Please reproduce every one of the entries below word for word, but omit the pictures from your copy.
# START OF Source material
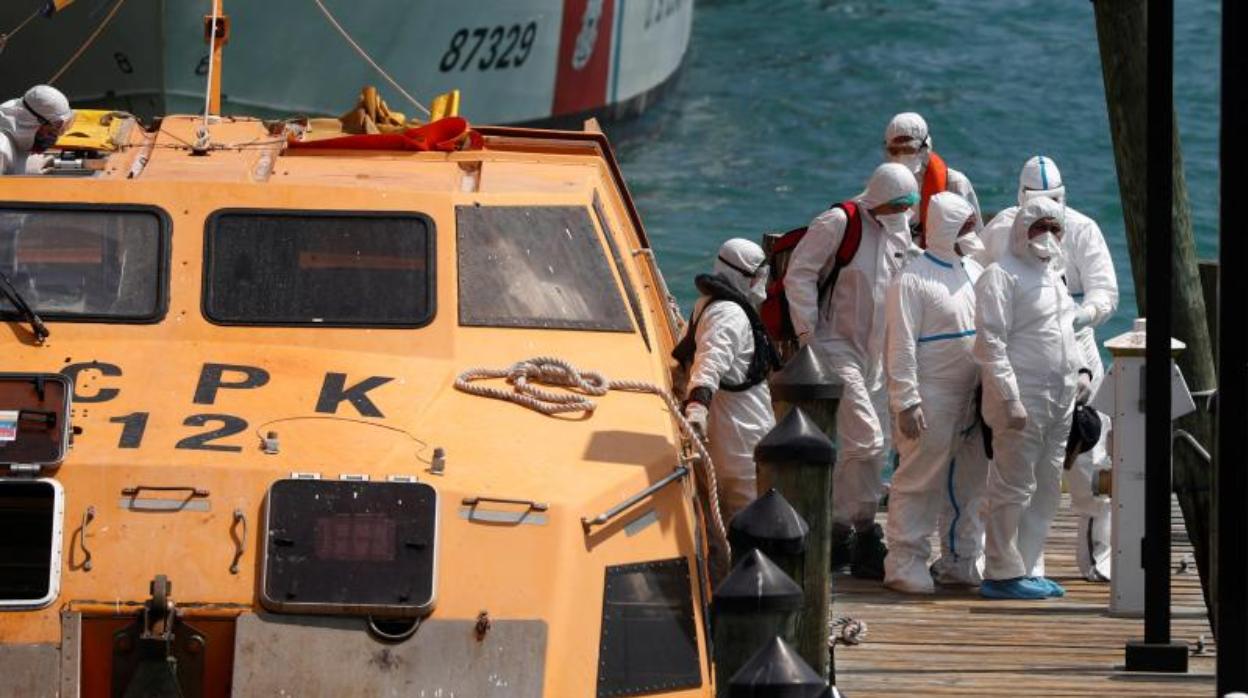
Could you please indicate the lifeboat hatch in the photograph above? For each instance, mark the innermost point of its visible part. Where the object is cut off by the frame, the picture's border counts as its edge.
(34, 420)
(157, 653)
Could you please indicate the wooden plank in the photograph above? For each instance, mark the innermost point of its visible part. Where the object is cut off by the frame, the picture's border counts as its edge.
(957, 643)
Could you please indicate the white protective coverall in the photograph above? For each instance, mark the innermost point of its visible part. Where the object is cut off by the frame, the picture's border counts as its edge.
(929, 363)
(19, 122)
(1026, 349)
(846, 329)
(1093, 285)
(736, 421)
(914, 126)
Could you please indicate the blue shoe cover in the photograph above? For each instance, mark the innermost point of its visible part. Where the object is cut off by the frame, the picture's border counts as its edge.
(1055, 589)
(1017, 588)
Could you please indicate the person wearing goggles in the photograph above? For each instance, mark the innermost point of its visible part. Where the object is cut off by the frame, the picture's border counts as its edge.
(30, 125)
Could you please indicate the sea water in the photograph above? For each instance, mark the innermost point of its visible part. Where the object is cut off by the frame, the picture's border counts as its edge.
(781, 108)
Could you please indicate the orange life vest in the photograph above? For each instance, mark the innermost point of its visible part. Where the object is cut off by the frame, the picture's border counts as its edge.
(935, 180)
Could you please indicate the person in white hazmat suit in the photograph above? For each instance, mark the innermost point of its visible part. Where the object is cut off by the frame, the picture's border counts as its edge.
(1087, 267)
(31, 124)
(728, 398)
(907, 141)
(845, 325)
(931, 391)
(1032, 372)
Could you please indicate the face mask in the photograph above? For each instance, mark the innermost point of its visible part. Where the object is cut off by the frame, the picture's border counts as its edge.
(895, 222)
(969, 245)
(912, 162)
(43, 141)
(758, 291)
(1045, 247)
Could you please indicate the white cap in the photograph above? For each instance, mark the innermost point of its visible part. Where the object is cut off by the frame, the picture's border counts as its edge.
(1040, 176)
(906, 125)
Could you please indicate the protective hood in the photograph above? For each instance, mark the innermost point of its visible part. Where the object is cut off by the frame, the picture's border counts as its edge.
(19, 120)
(1036, 209)
(909, 125)
(1040, 176)
(739, 262)
(889, 182)
(946, 215)
(912, 127)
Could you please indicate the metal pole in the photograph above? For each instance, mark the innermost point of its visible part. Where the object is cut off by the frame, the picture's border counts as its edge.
(1231, 492)
(1157, 349)
(1157, 652)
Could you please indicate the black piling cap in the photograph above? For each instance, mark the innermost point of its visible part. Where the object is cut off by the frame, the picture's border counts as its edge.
(804, 377)
(769, 523)
(796, 438)
(755, 583)
(776, 671)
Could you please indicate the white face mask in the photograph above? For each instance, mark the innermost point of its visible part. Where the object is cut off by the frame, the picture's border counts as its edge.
(914, 162)
(759, 291)
(969, 245)
(1045, 247)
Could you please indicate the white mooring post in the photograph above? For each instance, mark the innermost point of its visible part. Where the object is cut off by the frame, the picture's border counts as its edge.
(1122, 397)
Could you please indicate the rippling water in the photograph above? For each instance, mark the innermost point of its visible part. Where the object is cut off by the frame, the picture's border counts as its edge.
(783, 105)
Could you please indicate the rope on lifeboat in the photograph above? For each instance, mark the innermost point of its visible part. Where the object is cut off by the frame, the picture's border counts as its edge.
(526, 375)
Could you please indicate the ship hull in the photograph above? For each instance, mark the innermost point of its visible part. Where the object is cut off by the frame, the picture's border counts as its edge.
(523, 61)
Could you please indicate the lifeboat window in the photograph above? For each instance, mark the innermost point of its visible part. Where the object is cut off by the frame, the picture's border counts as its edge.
# END OF Source material
» **Complete answer**:
Could you please indicate the lifeboat hatch in the photograph above? For each instance, mark the innermost point of its visible part. Where the object is cut off by the frame, the picture's border counts as its edge.
(34, 420)
(157, 653)
Could you please indicate the wooden plank in the photograph above? For each instance, mark the innermost point of its visible part. Where the object is cut off by the frame, the picture's border counts as its edge.
(957, 643)
Could you please indicate the white protective coverall in the photograph above? For each instance, mark the innermost point of its visible part. Where the object is cut off by the frame, the picture's border counts as its edge.
(929, 363)
(19, 122)
(1026, 349)
(846, 329)
(1093, 285)
(736, 421)
(914, 126)
Could you please indicate the blue shoe cover in the photograph above? For each instance, mark the innermost point of its visible part. Where the object is cut off by the frame, the picture's border counts as its edge.
(1055, 589)
(1017, 588)
Could you please indicate the person wearing goggles in the photograph above? For each instance, mark the innermost point of its visible part. Where the object is cut off by the frame, the picture's border counts as its edge.
(30, 125)
Could you please indicate the sea water in the photograph above? For each instance, mark the innermost point of its visible part. Where the object is cut off by the frame, the picture's border counts as its edge.
(781, 108)
Could you please indicate the orange life vest in the photograph above? For each instance, mark the innermost point of its visible part. Where the object is cut off by the frame, the picture's border counts as its edge.
(935, 180)
Could you please indicate the person in white hazmat suit in the photograph above? For each instance, mark the innermost point of its visible part. Where the object is cut off by the frame, the picture's border counts as its edge.
(1087, 267)
(31, 124)
(728, 398)
(907, 141)
(845, 325)
(931, 391)
(1032, 372)
Could you please indicate the face mask in the photograph above? For each instance, mark the innermost point of its visible part. Where the object is cut off by the frame, the picture's border counts as its edge.
(895, 222)
(969, 245)
(912, 162)
(43, 141)
(758, 291)
(1045, 247)
Could you please indicate the white cap in the photograph above? For each instance, mark the innermost point of its visible part. Where the object is cut off by the frame, the picture's border counts as its edge.
(1040, 176)
(906, 125)
Could you please indicate the protective hood in the photograph above? For each instance, mark the innermost point of its visible part. Where the object is cut off by the frame, the picture's border counts as its edge.
(19, 120)
(1036, 209)
(909, 125)
(1040, 176)
(739, 262)
(889, 182)
(946, 215)
(912, 127)
Could you please indicate the metal pole in the photograph above? For each instance, mark the innermost point of its visible part. Where the object is cut off by the frame, the picture's border counts as its edge.
(1231, 492)
(1157, 349)
(1157, 652)
Could you please indicate the black piling cap in the photograph above? For each instance, mark the innermost point of its visible part. Where the object is cut off by the frame, the picture's border counts as its edge.
(804, 377)
(769, 523)
(796, 438)
(755, 583)
(776, 671)
Could you please indicate the white face mask in the photograph above? For each instance, mark the innermost point of its visible part. Where the object is cut off by the frame, the picture's border counts as its edge.
(914, 162)
(759, 291)
(969, 245)
(1045, 247)
Could you please indicate the white mooring post in the photograph above? For each instance, mark the innermost point of its visible part. Where the object is cut off by the frame, the picture's border counts as its edge.
(1122, 397)
Could you please indicate the rippling water in the photograph above? For each instance, mark the innermost point of its visible part. Where the object is cut off by the frame, the picture's border counts as its edge.
(783, 105)
Could you please indicate the rope on lifeboat in the photograph above? For each instance, mark the innermost point of its visible part. Where the object is cut off by the frame, the picture's border counts as its edge.
(526, 375)
Could you please indicate the ship hull in the photograph above? For each instance, mark the innermost point of its visible part. Where the object is cut off by the frame, the picture's border counts as its edge.
(523, 61)
Could you please indicate the lifeboat window in the photograph above? For each instance, mark the innermost point of its visible part. Where the object is cut off by the frame, the picture's border counts as its edge.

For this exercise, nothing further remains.